## TASK INSTRUCTIONS
In the data below, how many lines contain the string "rope"? Reply with the number only.

## DATA PROVIDED
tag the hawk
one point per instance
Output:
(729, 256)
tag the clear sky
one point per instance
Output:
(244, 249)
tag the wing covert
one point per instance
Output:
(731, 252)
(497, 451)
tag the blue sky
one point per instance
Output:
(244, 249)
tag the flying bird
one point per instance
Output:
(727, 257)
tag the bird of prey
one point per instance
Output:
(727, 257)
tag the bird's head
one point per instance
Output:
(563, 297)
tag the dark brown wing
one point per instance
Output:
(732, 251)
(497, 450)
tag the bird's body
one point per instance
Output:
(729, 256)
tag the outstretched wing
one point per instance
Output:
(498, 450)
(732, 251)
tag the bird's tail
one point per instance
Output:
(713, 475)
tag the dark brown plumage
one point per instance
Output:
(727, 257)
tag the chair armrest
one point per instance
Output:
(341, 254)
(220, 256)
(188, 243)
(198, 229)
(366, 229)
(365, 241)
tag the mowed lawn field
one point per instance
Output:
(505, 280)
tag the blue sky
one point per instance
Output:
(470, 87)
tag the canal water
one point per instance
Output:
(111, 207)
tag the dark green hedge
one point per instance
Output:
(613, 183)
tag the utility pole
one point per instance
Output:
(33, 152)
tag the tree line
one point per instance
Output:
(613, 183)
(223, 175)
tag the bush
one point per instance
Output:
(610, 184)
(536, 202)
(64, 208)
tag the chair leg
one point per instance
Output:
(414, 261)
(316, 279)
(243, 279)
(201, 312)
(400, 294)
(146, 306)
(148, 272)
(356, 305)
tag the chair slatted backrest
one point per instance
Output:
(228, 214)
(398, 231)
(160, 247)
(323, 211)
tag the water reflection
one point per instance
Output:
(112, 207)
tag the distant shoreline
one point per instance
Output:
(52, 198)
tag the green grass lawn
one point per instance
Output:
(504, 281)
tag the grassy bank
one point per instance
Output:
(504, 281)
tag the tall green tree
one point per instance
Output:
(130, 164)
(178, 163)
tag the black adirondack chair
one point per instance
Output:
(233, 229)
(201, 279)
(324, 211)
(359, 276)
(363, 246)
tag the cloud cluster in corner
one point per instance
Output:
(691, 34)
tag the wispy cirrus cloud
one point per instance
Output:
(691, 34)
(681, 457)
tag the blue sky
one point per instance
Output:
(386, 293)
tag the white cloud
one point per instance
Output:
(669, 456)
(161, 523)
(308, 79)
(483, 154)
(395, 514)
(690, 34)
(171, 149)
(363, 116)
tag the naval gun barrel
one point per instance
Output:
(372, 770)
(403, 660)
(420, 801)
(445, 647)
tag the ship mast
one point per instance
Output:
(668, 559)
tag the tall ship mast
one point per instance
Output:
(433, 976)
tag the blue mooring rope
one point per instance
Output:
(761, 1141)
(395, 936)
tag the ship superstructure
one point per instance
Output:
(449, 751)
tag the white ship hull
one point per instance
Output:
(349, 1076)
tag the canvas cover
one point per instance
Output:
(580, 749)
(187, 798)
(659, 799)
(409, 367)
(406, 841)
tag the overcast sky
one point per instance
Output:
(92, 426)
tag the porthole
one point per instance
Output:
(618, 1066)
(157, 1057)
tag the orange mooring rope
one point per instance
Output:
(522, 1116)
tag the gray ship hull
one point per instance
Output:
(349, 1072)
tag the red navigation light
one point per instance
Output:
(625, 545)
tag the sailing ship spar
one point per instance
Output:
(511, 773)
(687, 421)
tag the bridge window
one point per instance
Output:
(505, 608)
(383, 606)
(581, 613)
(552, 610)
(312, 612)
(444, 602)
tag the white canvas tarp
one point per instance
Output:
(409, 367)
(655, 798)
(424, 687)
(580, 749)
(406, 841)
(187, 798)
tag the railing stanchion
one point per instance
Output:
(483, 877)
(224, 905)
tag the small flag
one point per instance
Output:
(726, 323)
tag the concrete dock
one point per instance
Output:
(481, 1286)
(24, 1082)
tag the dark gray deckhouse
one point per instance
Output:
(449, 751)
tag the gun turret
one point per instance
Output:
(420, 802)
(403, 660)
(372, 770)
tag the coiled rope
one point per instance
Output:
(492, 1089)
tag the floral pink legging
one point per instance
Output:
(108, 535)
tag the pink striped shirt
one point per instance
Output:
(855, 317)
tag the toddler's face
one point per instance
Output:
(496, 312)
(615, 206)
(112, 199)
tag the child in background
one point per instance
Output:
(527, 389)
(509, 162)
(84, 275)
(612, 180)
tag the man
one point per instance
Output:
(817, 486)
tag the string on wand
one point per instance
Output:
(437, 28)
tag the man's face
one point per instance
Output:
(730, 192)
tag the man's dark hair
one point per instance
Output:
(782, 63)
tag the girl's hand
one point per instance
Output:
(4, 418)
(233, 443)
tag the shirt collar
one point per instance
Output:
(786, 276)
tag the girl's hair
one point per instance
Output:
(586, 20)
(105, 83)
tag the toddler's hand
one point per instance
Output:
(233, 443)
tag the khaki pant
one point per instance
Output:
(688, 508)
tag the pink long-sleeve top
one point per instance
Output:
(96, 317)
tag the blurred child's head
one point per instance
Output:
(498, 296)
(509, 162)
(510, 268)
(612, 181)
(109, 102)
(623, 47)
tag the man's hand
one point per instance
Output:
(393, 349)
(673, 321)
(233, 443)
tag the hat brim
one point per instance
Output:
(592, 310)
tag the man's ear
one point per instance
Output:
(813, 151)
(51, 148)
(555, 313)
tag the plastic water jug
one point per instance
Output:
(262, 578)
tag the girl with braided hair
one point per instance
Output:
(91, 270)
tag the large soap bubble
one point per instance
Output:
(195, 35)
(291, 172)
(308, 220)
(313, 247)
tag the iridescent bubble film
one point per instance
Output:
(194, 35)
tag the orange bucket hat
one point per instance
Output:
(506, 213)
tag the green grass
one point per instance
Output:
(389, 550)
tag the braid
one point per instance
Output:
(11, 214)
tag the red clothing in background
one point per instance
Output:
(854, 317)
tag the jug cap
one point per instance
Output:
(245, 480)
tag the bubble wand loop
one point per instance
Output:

## OUTPUT FOR THIS TASK
3